ESTRATTO DEL DOCUMENTO:
· · ·
Spazio poi alle domande su Vincenzo Rispoli, classe 1962 di Cirò Marina, tra gli indagati nell’inchiesta “Hydra”, accusato di essere in contatto proprio con la famiglia “Madonia-Rinzivillo” in quanto «capo del locale di Legnano-Lonate Pozzolo» e quindi «componente del sistema mafioso lombardo».
Tano Cantarella «era molto in contatto con Vincenzo Rispoli» ha raccontato ai pm “Scaface”, «ed era molto in contatto con un certo Vizzini che mi ricordo, ma stiamo parlando ricordi», e cita un altro episodio risalente al 2018. «Un giorno andarono a ballare tutti loro, compreso Cristian Marletta, e c’era anche mio figlio Cristian. Era piccolo. Quello che ha conosciuto. E hanno litigato. Questa discoteca era nelle zone del legnanese (…) e questa discoteca era sotto estorsione di amici di Tano, me lo raccontò personalmente Tano e faceva riferimento a Vizzini e Rispoli. È una discoteca famosissima…». E a proposito della figura di Vincenzo Rispoli, la pm Cerreti chiede al pentito se sapesse chi fosse con esattezza. «Ho dedotto, da come ne parlava Tano, che era un elemento di spicco della ‘ndrangheta a Legnano, a Busto, quelle zone lì…».
· · ·
DATI FORNITI:
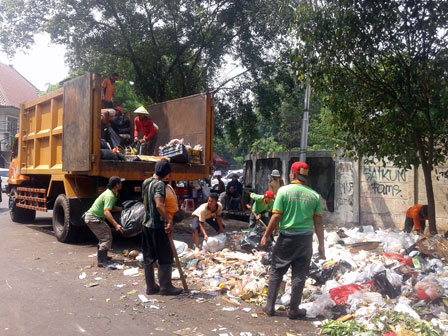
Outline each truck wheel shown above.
[53,194,79,243]
[8,187,36,223]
· · ·
COMPITO DA SVOLGERE: Nell'estratto sull'inchiesta "Hydra", di quale locale Vincenzo Rispoli è accusato di essere il capo?

RISPOSTA COMPLETA: Del locale di Legnano-Lonate Pozzolo.